- [REQUIREMENTS]: Gather every line of the records below that contains the word "point" and copy each such line in full.

- [RECORDS SUPPLIED]:
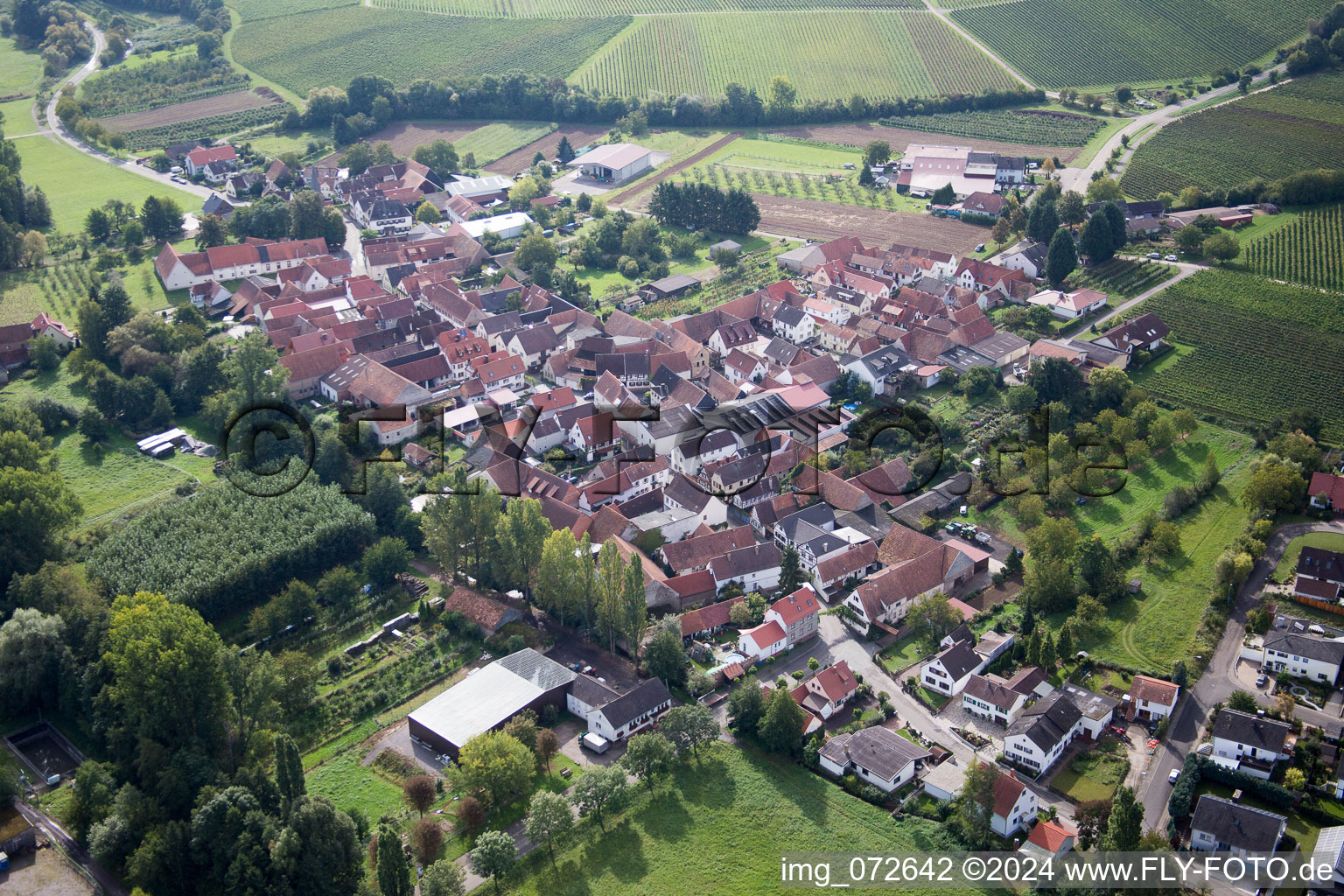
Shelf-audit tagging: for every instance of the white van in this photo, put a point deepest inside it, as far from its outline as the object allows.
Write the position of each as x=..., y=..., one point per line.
==
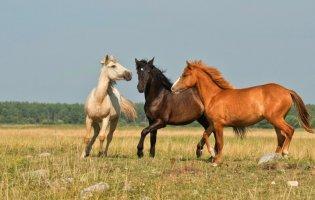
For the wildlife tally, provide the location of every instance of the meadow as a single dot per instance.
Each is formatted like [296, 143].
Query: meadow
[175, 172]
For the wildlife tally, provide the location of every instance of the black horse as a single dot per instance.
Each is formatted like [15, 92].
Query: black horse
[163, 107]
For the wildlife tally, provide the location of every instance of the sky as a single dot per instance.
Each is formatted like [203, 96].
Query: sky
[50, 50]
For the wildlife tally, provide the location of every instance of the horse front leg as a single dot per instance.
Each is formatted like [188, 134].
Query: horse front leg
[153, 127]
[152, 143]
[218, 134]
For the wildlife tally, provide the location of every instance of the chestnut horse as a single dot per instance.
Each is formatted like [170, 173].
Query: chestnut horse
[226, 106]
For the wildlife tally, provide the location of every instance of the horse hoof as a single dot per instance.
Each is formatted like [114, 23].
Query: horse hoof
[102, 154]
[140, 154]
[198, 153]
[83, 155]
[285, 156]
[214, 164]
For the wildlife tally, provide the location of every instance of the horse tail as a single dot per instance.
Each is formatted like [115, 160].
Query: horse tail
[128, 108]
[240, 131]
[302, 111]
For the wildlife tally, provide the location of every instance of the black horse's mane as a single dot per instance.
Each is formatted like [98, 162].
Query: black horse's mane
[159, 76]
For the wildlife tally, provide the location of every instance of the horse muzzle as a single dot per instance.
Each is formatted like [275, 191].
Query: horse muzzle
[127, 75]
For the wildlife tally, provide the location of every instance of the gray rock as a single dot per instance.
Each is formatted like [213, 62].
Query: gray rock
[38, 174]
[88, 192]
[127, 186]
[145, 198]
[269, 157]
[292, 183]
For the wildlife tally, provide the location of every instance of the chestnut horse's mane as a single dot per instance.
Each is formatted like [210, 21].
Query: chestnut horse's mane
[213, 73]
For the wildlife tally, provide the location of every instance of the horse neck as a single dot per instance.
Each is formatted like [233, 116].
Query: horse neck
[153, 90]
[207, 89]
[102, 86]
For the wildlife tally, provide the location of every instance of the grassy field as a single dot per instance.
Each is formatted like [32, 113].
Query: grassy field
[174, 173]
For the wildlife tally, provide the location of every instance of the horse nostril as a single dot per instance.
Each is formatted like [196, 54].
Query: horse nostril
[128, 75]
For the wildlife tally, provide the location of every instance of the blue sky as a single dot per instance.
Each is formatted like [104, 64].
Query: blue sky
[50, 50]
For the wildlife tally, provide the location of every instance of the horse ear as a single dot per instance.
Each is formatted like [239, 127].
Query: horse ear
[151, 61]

- [TASK SOLUTION]:
Shelf-audit tagging: for every instance of the white van in this photo, put a point deepest inside it, as far from its outline as the object allows.
Write the position of each as x=..., y=..., one point per line.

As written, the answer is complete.